Exercice proposé 1:
Les affirmations (a), (b) et (c) concordent-elles avec le passage présenté ? Répondez par oui ou par non pour chacune, en citant mot pour mot les termes du passage qui tranchent.
(a) L’auteur entend proposer un décryptage systématique de l’ascension d’Ousmane Sonko.
(b) La fascination pour la personnalité de Sonko touche toutes les couches de la société.
(c) La transhumance est donnée comme l’une des expressions du délitement des mœurs au plan politique.
Exercice proposé 2:
Résumez le passage présenté en deux phrases.
Exercice proposé 3:
Recopiez s’il vous plaît le passage présenté en commençant par « Au plan interne, la » et en allant jusqu’à « puissances étrangères, etc. ».

---- Passage présenté

Au moment où la recomposition de la classe politique se profile à l’horizon des échéances électorales prochaines, sur fond de défiance à l’égard de l’élite politico-financière et dans un contexte économique ardu, il est permis de s’interroger sur les enjeux que recouvre l’émergence d’Ousmane Sonko et la place de plus en plus emblématique qu’il occupe sur la scène politique. Sans se livrer à un décryptage systématique de son ascension, sans doute prématuré, on peut toutefois s’accorder sur quelques observations susceptibles d’apporter un éclairage sur sa popularité.
Au plan interne, la fascination dont fait l’objet la personnalité de Sonko dans toutes les couches de la société est sans doute le reflet de longues frustrations accumulées. Celles-ci se nourrissent des faits répétés de corruption banalisées, du sentiment d’impunité des élites, du délitement des mœurs dont l’une des expressions les plus achevées au plan politique est la transhumance érigée en norme nationale. A cela s’ajoute l’entre soi et l’arrogance d’une certaine élite affairiste, supposée de surcroît inféodée aux intérêts géostratégiques de puissances étrangères, etc.

--------
---- Section des données

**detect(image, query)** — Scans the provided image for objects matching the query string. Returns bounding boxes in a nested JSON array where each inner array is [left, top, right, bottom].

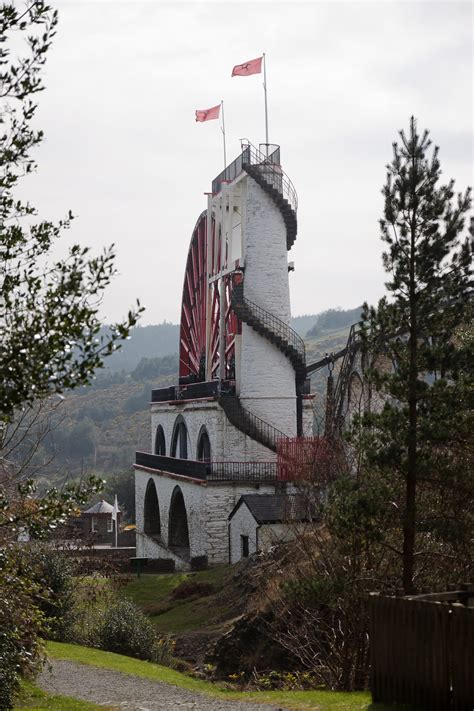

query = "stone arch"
[[170, 415, 188, 459], [155, 425, 166, 456], [196, 425, 211, 462], [168, 486, 189, 558], [143, 479, 161, 536]]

--------

Réponse complète 1:
(a) Non : « Sans se livrer à un décryptage systématique de son ascension, sans doute prématuré »
(b) Oui : « la fascination dont fait l’objet la personnalité de Sonko dans toutes les couches de la société »
(c) Oui : « du délitement des mœurs dont l’une des expressions les plus achevées au plan politique est la transhumance érigée en norme nationale »

Réponse complète 2:
À l’approche d’échéances électorales, sur fond de défiance envers l’élite politico-financière et de contexte économique ardu, le passage s’interroge sur les enjeux de l’émergence d’Ousmane Sonko et avance quelques observations sur sa popularité. Il relie la fascination que Sonko suscite dans toute la société à de longues frustrations accumulées, nourries par la corruption banalisée, l’impunité des élites, la transhumance politique et l’arrogance d’une élite affairiste supposée inféodée à des puissances étrangères.

Réponse complète 3:
Au plan interne, la fascination dont fait l’objet la personnalité de Sonko dans toutes les couches de la société est sans doute le reflet de longues frustrations accumulées. Celles-ci se nourrissent des faits répétés de corruption banalisées, du sentiment d’impunité des élites, du délitement des mœurs dont l’une des expressions les plus achevées au plan politique est la transhumance érigée en norme nationale. A cela s’ajoute l’entre soi et l’arrogance d’une certaine élite affairiste, supposée de surcroît inféodée aux intérêts géostratégiques de puissances étrangères, etc.